* **Exercise**: Each line from the first entry to the line with "Segment out smiling", both included, is to be returned unchanged, with any pictures dropped.

(Stored data entries)
★ ★ ★

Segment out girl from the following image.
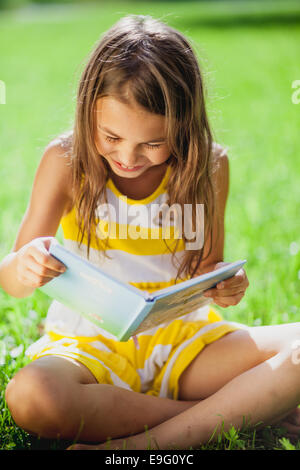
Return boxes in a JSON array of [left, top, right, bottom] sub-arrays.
[[1, 15, 300, 451]]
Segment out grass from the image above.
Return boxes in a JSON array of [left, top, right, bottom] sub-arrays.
[[0, 0, 300, 450]]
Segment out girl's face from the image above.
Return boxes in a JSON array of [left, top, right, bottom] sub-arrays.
[[94, 96, 171, 178]]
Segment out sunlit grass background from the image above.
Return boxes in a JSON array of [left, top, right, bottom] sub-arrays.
[[0, 0, 300, 450]]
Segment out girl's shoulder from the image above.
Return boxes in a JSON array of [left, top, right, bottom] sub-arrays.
[[210, 141, 229, 173], [211, 142, 229, 161], [49, 129, 73, 153], [210, 142, 230, 197], [42, 131, 74, 216]]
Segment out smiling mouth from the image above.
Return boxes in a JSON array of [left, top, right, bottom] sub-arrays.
[[112, 159, 144, 171]]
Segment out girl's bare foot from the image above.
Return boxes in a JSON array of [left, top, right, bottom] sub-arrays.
[[277, 407, 300, 441], [68, 408, 300, 450], [67, 437, 141, 450]]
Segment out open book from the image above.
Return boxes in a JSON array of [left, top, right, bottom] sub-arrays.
[[39, 242, 246, 341]]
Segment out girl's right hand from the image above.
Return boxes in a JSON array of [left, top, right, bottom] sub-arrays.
[[16, 237, 66, 289]]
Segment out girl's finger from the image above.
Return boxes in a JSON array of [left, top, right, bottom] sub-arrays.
[[212, 299, 229, 308], [217, 278, 248, 292], [26, 255, 65, 279], [211, 288, 246, 298], [215, 293, 245, 306], [216, 270, 249, 290], [214, 302, 234, 309], [204, 286, 245, 298], [27, 246, 66, 273], [18, 267, 53, 288]]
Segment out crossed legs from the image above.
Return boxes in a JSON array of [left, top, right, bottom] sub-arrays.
[[5, 322, 300, 449]]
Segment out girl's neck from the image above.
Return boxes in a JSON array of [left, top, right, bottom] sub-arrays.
[[109, 162, 168, 200]]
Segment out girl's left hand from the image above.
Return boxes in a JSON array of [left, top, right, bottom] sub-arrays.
[[203, 262, 249, 308]]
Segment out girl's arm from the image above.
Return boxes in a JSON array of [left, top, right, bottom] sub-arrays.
[[0, 141, 73, 298], [196, 145, 249, 307], [196, 144, 229, 274]]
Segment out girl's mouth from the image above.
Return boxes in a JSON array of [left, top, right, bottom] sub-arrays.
[[112, 159, 144, 172]]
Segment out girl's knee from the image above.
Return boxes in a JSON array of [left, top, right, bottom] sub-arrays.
[[5, 363, 75, 438]]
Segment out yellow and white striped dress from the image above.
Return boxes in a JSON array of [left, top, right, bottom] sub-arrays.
[[26, 164, 240, 399]]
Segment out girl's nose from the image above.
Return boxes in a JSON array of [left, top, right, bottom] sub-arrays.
[[118, 145, 140, 167]]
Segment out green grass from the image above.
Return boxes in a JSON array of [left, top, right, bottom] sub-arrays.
[[1, 0, 300, 450]]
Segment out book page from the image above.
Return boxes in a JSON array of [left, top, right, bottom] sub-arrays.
[[132, 287, 212, 334], [133, 260, 246, 334]]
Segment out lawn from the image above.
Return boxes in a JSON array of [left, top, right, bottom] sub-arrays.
[[0, 0, 300, 450]]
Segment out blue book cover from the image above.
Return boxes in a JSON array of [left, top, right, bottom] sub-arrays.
[[40, 241, 246, 341]]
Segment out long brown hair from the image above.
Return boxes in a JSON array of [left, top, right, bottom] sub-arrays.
[[59, 14, 220, 282]]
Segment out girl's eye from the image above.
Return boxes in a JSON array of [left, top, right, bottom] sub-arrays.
[[105, 136, 119, 143], [145, 143, 162, 150], [105, 136, 162, 150]]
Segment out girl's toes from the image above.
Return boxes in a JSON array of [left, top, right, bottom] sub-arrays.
[[284, 407, 300, 426], [280, 421, 300, 438]]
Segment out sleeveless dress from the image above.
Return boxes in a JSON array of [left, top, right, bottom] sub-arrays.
[[26, 162, 241, 399]]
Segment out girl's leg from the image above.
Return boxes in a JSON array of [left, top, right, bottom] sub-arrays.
[[5, 355, 198, 442], [177, 323, 298, 401], [70, 323, 300, 449]]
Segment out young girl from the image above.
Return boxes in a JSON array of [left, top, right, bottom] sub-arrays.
[[1, 15, 300, 451]]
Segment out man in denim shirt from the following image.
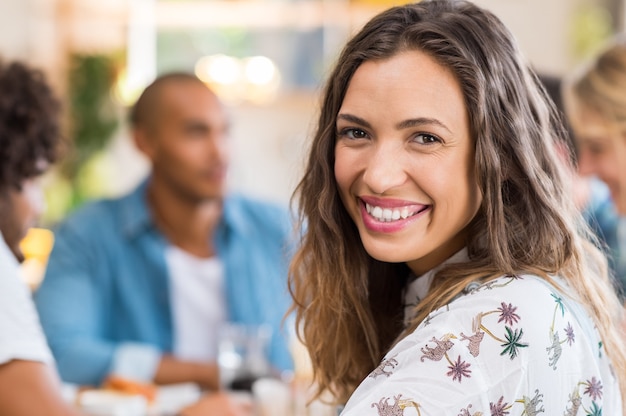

★ ★ ★

* **Exercise result**:
Segment out girl from the following image.
Return boxes in a JSON array of [left, top, right, bottom] sub-arrays.
[[1, 15, 300, 451]]
Segment out grass from the image above.
Return boxes in a JSON array of [left, top, right, bottom] sub-arrays.
[[0, 0, 300, 450]]
Segment out girl's face from the image above.
Return boxes in a JSON array of [left, top, right, bottom] sub-arrays.
[[94, 96, 171, 178]]
Segment out sunlit grass background from the image above.
Return boxes in a JSON array of [left, top, right, bottom] sub-arrays.
[[0, 0, 300, 450]]
Segment out girl's shoulder from the image above.
Return boxes in a JSON array of [left, top, right, bottom] sub-arrays.
[[210, 141, 229, 173], [211, 142, 229, 161], [49, 129, 73, 153], [210, 142, 230, 197], [42, 131, 74, 216]]
Segment out smiling mouth from the image above.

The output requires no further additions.